[Start Given information]
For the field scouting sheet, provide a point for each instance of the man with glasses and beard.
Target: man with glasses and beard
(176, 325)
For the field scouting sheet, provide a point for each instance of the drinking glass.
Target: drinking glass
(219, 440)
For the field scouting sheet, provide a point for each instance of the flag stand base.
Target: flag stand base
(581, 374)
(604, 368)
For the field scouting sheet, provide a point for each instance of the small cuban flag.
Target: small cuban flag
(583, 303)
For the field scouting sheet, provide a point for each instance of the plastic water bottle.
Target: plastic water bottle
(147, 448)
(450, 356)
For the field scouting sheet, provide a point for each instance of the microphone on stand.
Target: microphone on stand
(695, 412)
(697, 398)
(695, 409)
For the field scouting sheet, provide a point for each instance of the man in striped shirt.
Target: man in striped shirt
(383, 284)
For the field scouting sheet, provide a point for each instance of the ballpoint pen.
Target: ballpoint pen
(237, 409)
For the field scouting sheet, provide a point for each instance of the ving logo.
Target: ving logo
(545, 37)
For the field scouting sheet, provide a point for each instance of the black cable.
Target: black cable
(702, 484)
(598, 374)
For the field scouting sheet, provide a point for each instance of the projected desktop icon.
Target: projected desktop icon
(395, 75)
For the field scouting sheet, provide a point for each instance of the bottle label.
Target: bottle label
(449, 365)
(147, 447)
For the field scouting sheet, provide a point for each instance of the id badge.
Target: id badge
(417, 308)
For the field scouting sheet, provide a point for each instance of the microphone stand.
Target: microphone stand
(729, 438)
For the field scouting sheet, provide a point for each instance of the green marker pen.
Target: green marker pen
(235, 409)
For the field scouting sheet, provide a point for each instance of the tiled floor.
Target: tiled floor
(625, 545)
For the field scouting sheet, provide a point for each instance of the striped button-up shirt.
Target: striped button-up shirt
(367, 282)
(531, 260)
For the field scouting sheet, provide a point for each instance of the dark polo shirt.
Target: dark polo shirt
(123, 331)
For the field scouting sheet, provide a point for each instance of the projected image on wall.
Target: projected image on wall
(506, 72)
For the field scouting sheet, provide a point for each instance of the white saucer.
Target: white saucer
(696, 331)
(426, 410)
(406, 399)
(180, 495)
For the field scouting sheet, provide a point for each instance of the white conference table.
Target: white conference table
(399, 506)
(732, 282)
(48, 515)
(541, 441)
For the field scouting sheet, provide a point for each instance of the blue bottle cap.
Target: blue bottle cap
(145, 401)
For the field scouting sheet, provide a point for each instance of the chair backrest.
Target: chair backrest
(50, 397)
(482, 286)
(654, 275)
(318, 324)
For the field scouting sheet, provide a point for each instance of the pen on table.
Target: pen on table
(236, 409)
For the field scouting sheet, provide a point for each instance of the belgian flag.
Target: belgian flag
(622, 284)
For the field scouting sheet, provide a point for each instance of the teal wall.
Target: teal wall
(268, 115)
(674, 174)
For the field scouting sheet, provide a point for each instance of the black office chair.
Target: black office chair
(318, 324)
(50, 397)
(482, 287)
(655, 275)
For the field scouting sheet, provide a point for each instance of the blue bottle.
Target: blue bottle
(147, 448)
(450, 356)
[End Given information]
* Exercise description:
Please return, word for word, the stretch of entries from the line containing "black office chair." through the end of the entries.

* Final result:
For the field scouting sheet, provide a point for each instance of the black office chair.
Target: black office chair
(318, 324)
(50, 397)
(482, 287)
(655, 275)
For the field scouting sheet, provide a point for each instance of the blue bottle.
Target: blue bottle
(147, 448)
(450, 356)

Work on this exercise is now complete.